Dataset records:
================================

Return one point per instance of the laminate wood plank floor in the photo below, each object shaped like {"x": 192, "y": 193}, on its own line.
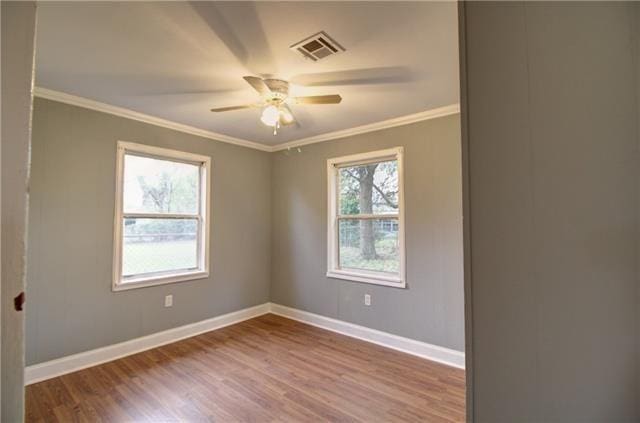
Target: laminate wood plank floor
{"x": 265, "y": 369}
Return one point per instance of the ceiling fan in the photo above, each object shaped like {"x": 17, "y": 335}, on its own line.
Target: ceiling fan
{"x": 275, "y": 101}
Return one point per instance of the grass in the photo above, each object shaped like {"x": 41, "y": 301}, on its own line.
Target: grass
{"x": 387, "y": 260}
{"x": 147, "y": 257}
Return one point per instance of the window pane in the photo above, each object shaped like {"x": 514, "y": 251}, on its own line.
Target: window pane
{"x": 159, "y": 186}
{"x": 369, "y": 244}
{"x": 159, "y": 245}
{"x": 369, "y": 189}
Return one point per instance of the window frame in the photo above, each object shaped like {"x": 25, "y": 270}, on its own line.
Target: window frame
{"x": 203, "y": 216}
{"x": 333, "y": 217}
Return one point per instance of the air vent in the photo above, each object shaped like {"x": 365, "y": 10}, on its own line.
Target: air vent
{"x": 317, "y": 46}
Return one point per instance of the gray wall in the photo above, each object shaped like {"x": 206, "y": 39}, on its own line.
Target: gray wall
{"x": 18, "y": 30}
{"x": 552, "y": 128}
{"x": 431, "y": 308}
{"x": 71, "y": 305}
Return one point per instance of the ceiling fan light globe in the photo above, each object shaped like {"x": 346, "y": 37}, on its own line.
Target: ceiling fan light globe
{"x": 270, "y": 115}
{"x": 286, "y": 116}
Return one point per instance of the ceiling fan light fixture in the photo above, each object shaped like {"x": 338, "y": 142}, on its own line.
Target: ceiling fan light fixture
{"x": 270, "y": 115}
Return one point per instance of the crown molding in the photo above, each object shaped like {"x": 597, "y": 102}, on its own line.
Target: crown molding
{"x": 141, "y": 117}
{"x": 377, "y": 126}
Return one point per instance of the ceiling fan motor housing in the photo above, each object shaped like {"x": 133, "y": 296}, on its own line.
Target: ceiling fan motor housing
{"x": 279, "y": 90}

================================

- _Task directions_
Would you reproduce the lines above exactly, without carrying over the pictures?

- _Task result_
Return one point per instance of the laminate wood plank floor in the photo below, each object shaped like {"x": 192, "y": 193}, on its own line.
Target: laminate wood plank floor
{"x": 265, "y": 369}
Return one point per instance of the ceiling fan in the photo above, each object shaped like {"x": 17, "y": 335}, on its own line.
Target: ceiling fan
{"x": 275, "y": 101}
Return one point per instance of the grass in the photo above, each object shaped like {"x": 41, "y": 301}, on its own line.
Target: grass
{"x": 387, "y": 260}
{"x": 147, "y": 257}
Return one point per instance of the window pane in the photo above, each object shaped like {"x": 514, "y": 251}, on its own line.
Target: window pane
{"x": 159, "y": 186}
{"x": 369, "y": 244}
{"x": 159, "y": 245}
{"x": 369, "y": 189}
Return one point per instance of the window frame in the photo above, each object shaped like {"x": 25, "y": 270}, on its own line.
Target: window frame
{"x": 203, "y": 216}
{"x": 333, "y": 217}
Return one point per instance of the air vent in the photo above, each object shaped like {"x": 365, "y": 10}, on its own line.
Target: air vent
{"x": 317, "y": 46}
Return one point per instance of the gray wall in the photo above, each object shaped like {"x": 206, "y": 39}, on its own line.
Target: gray wall
{"x": 18, "y": 30}
{"x": 552, "y": 128}
{"x": 431, "y": 308}
{"x": 71, "y": 305}
Return one point per instance of the ceiling fan light globe in the photo above, each object shaped like {"x": 346, "y": 37}, on its own line.
Target: ceiling fan light globe
{"x": 270, "y": 115}
{"x": 286, "y": 116}
Return one point per instance of the ceiling fan light fixture in the photo above, each object shaped like {"x": 338, "y": 142}, on its own line.
Target: ceiling fan light fixture
{"x": 270, "y": 115}
Return one point per instance of the crown molding in the photo above, each object shaped like {"x": 597, "y": 102}, on its own line.
Target: crown molding
{"x": 141, "y": 117}
{"x": 377, "y": 126}
Return one point per instance of the ceiling fan motor housing in the photo above, each object shaped like {"x": 133, "y": 296}, on its own line.
Target: ceiling fan motor housing
{"x": 279, "y": 90}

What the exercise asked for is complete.